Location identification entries
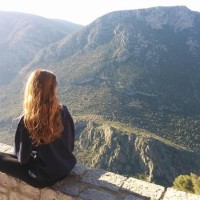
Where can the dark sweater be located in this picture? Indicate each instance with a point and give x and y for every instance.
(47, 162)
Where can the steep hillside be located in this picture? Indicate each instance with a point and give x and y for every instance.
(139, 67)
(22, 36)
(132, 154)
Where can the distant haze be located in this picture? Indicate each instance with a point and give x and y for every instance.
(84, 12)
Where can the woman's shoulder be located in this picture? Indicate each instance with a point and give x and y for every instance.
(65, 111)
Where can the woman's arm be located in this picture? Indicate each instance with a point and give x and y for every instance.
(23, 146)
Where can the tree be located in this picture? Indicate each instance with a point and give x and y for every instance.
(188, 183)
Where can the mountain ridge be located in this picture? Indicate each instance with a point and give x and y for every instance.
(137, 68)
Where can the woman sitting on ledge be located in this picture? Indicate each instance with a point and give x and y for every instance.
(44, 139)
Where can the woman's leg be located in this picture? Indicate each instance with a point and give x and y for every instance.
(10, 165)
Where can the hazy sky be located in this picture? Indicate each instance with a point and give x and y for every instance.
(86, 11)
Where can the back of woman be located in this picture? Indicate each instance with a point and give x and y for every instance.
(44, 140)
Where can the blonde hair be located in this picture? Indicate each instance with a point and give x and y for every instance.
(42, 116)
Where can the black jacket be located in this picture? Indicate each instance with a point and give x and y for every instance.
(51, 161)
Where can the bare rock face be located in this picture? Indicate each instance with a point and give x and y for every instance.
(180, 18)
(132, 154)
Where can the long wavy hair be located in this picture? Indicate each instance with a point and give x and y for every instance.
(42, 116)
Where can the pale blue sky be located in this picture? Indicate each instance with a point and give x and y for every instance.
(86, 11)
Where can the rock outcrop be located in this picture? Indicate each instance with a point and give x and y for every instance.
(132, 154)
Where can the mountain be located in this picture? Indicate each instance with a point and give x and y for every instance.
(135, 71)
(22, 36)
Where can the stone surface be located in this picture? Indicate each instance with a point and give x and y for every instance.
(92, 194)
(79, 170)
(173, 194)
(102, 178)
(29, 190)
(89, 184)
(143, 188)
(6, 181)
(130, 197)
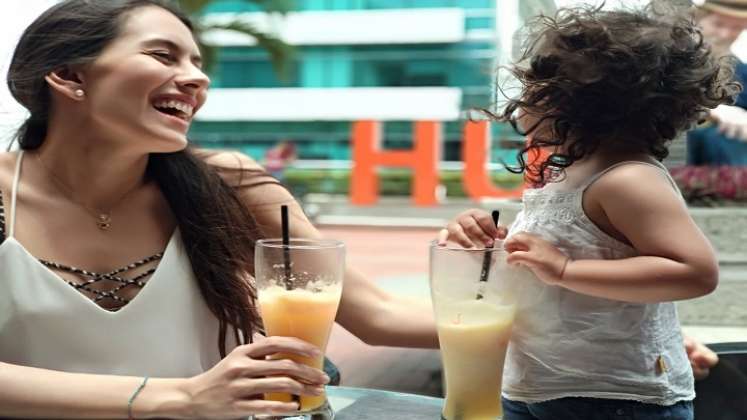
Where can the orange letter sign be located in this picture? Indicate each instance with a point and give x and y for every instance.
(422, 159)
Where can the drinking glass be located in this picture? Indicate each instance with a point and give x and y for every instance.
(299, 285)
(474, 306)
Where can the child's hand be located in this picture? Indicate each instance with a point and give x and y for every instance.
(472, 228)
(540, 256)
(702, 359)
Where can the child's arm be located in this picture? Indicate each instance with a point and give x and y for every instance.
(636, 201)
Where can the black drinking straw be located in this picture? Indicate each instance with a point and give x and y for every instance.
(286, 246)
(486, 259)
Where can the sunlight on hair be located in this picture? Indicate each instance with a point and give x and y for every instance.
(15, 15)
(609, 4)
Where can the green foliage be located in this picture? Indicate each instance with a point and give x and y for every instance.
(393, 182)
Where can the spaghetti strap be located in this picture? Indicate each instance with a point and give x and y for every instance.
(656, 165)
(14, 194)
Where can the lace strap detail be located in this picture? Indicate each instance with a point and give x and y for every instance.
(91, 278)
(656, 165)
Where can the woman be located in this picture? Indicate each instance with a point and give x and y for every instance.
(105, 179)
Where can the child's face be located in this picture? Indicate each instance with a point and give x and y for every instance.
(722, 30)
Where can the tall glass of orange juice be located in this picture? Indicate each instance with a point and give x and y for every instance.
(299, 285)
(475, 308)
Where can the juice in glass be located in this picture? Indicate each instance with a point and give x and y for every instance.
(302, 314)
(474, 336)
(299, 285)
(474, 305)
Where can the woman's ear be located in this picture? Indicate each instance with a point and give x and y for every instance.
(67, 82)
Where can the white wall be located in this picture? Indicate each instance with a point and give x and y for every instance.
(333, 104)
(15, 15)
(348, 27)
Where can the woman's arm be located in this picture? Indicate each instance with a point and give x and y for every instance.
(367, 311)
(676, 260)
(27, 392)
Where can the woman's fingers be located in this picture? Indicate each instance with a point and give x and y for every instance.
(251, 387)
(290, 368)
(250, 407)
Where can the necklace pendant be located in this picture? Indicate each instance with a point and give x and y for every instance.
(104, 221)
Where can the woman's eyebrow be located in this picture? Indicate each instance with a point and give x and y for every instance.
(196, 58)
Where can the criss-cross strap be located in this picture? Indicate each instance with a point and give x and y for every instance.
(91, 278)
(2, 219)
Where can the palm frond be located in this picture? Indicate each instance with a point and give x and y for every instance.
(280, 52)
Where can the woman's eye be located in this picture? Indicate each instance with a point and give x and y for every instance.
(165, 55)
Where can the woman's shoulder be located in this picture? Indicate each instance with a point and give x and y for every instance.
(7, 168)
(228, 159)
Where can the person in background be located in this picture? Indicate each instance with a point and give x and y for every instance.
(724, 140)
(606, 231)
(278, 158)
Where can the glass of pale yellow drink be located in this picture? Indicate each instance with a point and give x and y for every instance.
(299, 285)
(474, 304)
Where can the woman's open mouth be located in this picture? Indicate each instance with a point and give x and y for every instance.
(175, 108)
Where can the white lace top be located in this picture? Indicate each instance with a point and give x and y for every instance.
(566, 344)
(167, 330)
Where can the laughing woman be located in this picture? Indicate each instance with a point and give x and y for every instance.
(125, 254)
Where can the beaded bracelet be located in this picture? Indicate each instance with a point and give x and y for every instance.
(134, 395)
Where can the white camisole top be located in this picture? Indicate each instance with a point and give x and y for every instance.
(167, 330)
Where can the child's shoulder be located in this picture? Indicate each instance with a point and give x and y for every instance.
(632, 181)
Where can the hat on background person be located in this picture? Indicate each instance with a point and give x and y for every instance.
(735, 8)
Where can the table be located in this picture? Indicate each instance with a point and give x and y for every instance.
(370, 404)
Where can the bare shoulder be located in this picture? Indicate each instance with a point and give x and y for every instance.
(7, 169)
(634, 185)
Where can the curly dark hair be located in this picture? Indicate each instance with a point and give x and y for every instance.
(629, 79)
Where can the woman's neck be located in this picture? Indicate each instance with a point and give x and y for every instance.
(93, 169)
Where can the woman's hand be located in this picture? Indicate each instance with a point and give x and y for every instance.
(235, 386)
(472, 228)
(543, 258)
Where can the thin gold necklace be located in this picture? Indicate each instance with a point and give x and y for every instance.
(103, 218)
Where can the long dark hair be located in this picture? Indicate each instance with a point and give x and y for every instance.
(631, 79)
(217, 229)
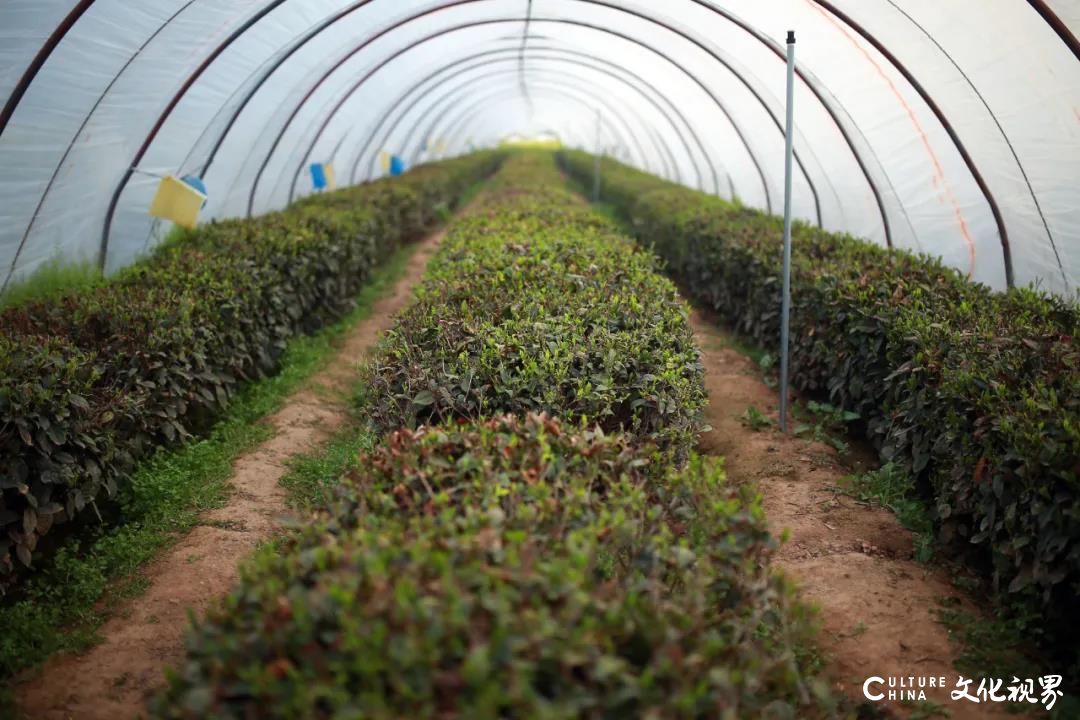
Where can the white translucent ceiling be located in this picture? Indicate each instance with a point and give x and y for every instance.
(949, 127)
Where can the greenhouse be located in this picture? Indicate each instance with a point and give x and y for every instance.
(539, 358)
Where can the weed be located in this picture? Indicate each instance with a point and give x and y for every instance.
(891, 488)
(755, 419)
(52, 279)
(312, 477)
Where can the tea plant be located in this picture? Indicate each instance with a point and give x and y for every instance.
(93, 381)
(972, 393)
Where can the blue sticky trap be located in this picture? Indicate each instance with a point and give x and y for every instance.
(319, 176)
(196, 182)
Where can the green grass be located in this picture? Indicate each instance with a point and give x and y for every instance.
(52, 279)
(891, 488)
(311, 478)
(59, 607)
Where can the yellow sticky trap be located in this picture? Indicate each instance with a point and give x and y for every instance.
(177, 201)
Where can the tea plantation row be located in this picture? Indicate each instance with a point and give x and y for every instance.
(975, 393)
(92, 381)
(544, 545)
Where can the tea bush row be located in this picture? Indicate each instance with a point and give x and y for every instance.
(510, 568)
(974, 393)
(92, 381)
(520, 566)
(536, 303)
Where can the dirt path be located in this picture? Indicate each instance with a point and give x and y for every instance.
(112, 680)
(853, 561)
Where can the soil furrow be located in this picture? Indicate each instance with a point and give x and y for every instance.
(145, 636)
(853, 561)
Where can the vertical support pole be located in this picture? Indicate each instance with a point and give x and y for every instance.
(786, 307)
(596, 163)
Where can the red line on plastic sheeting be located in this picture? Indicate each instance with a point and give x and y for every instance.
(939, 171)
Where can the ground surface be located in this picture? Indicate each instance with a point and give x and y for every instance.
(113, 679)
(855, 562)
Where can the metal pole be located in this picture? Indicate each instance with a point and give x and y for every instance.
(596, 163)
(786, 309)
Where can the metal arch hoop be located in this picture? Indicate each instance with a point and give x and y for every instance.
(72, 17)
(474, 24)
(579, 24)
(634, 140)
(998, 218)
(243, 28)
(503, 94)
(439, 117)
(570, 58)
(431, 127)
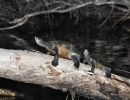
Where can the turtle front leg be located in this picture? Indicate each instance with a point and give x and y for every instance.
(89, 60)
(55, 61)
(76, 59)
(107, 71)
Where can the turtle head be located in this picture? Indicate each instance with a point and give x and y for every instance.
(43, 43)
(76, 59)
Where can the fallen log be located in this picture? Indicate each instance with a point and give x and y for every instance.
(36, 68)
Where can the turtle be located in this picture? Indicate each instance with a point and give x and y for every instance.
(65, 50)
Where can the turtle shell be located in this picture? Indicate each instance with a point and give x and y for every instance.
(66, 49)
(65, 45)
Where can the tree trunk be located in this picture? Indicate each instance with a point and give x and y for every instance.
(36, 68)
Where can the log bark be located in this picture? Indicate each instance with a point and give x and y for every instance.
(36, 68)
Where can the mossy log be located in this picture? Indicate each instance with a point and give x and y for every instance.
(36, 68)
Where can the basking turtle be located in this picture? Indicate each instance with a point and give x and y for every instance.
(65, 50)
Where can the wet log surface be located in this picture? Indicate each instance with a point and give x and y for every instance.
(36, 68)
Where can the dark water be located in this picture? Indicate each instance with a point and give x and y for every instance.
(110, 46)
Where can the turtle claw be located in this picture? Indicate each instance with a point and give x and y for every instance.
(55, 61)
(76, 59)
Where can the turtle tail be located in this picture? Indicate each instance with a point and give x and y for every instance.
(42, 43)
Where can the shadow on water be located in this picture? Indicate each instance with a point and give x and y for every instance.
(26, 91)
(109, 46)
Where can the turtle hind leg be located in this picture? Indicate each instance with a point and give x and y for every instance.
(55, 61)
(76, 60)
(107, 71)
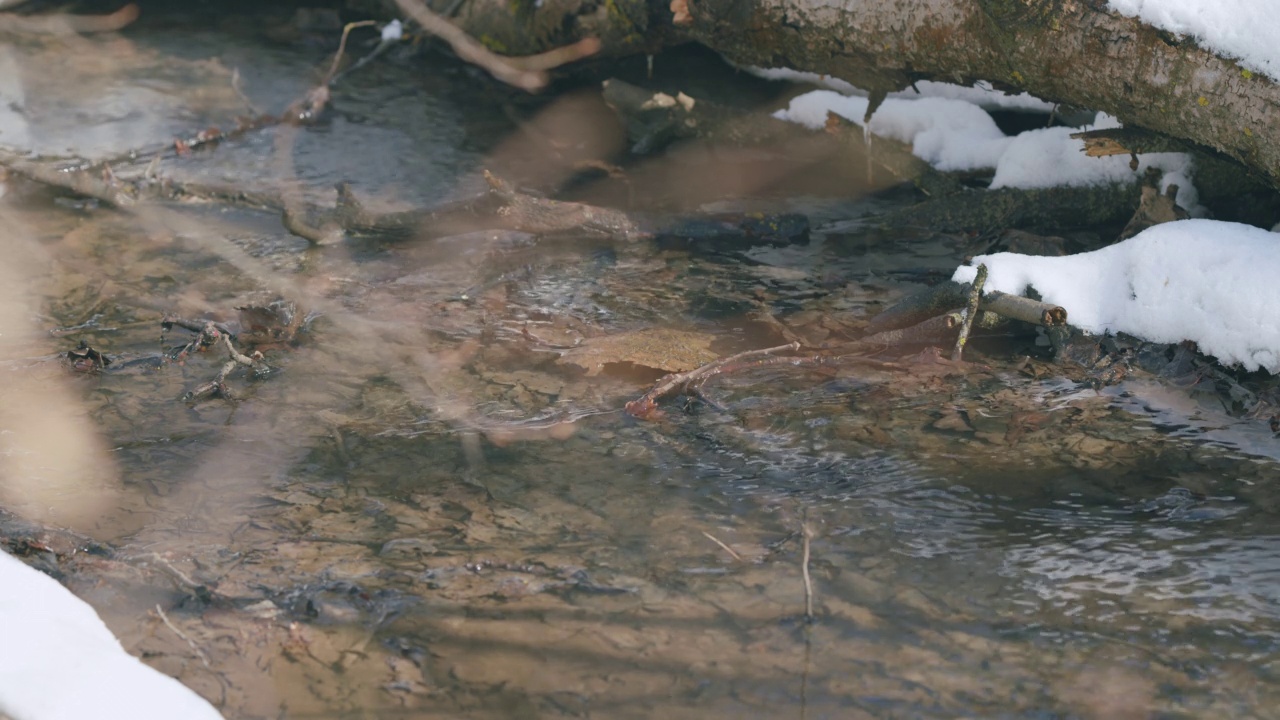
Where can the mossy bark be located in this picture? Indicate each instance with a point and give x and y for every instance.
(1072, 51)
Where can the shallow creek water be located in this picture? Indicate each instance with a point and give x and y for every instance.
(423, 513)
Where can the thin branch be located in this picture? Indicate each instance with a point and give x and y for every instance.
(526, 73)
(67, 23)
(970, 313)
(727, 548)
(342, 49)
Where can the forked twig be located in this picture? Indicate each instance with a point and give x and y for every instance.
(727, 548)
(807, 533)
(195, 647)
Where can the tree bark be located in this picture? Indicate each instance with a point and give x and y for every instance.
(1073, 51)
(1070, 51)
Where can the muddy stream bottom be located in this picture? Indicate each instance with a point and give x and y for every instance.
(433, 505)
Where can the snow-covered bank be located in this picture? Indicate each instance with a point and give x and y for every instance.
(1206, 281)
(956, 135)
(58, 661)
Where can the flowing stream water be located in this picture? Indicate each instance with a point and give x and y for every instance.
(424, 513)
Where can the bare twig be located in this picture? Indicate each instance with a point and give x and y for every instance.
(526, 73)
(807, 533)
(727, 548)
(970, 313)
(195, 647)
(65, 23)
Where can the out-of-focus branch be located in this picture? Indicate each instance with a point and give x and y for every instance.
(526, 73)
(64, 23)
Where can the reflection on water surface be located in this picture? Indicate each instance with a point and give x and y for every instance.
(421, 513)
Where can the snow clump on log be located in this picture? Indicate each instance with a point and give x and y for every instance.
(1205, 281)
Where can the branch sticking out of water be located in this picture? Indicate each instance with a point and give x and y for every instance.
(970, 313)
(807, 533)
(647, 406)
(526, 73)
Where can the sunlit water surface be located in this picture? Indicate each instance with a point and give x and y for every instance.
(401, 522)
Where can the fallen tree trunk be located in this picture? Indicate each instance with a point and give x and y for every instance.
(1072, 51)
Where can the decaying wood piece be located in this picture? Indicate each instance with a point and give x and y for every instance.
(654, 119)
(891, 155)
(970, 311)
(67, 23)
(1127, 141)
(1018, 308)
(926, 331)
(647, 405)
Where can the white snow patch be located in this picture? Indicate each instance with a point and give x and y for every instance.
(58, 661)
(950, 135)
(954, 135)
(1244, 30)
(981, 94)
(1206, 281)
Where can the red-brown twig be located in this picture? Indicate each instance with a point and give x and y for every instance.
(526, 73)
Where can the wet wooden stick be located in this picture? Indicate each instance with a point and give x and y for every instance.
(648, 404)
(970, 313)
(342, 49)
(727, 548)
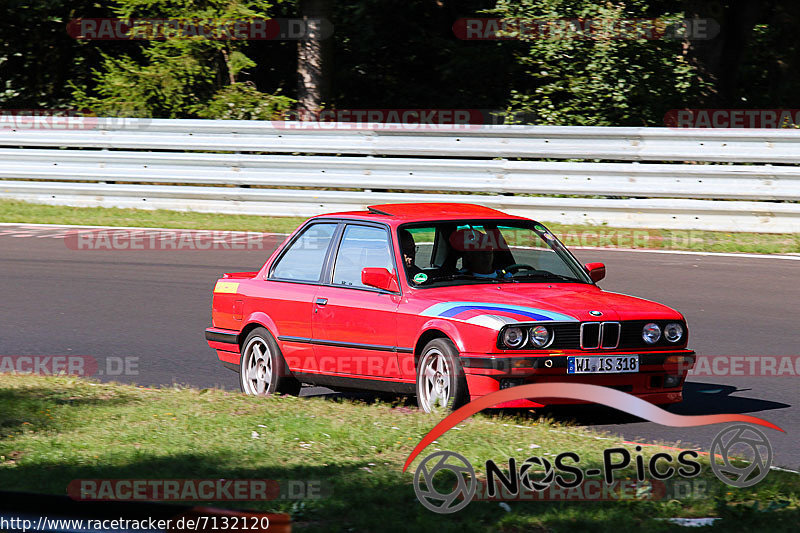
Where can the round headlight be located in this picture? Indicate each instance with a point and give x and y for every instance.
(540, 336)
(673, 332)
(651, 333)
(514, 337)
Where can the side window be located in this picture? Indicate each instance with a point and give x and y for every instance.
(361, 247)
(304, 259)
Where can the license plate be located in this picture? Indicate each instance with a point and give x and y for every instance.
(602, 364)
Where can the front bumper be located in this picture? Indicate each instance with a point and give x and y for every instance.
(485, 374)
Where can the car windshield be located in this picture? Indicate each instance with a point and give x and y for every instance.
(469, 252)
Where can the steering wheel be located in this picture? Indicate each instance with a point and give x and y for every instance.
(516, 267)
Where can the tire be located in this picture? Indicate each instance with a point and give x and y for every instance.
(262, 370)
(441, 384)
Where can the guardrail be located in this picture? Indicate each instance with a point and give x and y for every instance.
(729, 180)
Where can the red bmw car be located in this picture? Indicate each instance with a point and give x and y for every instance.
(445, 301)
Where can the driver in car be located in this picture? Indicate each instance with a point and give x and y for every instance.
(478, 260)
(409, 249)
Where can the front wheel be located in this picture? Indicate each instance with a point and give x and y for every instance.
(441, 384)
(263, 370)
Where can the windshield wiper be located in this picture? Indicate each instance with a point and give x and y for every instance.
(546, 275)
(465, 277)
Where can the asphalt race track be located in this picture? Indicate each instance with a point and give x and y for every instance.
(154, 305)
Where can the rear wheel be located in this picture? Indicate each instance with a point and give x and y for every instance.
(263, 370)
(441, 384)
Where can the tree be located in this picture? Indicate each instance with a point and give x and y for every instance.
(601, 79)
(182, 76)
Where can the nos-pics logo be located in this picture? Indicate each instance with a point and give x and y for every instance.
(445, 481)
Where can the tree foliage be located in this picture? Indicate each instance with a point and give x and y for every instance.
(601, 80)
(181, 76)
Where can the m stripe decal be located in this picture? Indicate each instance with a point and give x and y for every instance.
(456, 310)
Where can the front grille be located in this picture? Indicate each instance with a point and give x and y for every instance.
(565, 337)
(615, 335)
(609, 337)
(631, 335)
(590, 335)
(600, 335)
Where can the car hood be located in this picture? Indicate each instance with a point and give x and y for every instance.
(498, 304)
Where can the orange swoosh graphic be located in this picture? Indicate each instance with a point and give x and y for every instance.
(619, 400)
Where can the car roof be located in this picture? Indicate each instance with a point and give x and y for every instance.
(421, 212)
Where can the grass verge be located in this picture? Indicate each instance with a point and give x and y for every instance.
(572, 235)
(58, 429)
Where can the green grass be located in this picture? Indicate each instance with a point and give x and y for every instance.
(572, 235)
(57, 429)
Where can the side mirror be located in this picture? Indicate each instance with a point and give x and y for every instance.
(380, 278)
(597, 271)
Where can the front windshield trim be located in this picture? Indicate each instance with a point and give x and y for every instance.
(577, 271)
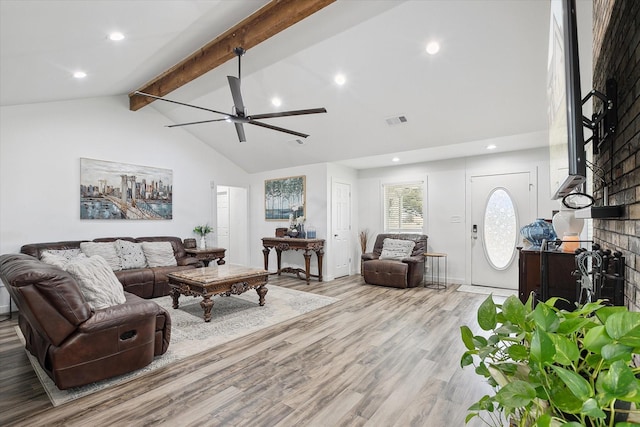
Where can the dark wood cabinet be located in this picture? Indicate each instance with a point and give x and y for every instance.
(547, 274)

> Your objective
Extract verbatim the lines of the data starting at the line that contains "Where can the front windshield" and ending at the last line of the data, including both. Omit the pictures from the output.

> Correct output
Where can the front windshield trim be located in this picture? Indicate each instance with a point and give x and y for every instance.
(577, 271)
Where can the dark wood cabinet be located in this picture? Indicate each instance with a point and give x and y for every instance.
(547, 274)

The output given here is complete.